* **Task brief**
Transcribe only the part of the listing below that begins at the line containing "If you could pin the ocean" and runs to its final line, keeping both ends.

* **Supplied entries**
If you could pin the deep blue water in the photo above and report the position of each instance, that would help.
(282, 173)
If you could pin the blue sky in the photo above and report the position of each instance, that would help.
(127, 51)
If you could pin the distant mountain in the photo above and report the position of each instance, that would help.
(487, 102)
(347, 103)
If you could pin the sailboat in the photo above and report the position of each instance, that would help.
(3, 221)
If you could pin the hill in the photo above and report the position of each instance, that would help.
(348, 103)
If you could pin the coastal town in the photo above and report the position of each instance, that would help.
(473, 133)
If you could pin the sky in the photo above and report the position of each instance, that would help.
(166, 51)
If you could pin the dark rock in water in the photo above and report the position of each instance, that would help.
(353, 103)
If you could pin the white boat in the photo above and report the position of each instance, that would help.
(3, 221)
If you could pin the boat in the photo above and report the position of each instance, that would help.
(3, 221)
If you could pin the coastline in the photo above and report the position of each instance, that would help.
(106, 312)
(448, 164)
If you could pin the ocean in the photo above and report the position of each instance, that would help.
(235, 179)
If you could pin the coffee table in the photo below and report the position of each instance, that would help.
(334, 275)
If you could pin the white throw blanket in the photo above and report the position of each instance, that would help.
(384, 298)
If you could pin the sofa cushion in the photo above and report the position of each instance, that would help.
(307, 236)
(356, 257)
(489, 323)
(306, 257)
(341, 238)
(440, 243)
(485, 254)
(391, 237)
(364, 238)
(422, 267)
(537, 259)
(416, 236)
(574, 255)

* **Worked answer**
If you could pin the ocean in the photo above and report the position of each instance, that would help.
(235, 179)
If you could pin the coffee table in the photo below and report the position of each instance, that would help.
(334, 275)
If you could pin the white throw blanket in the photo above and report the position of each instance, that would help.
(384, 298)
If you could pin the sofa cushion in the photo above and report the position of each instance, that would help.
(307, 236)
(356, 257)
(489, 323)
(306, 257)
(341, 238)
(440, 243)
(485, 254)
(391, 237)
(364, 238)
(422, 267)
(537, 259)
(416, 236)
(574, 255)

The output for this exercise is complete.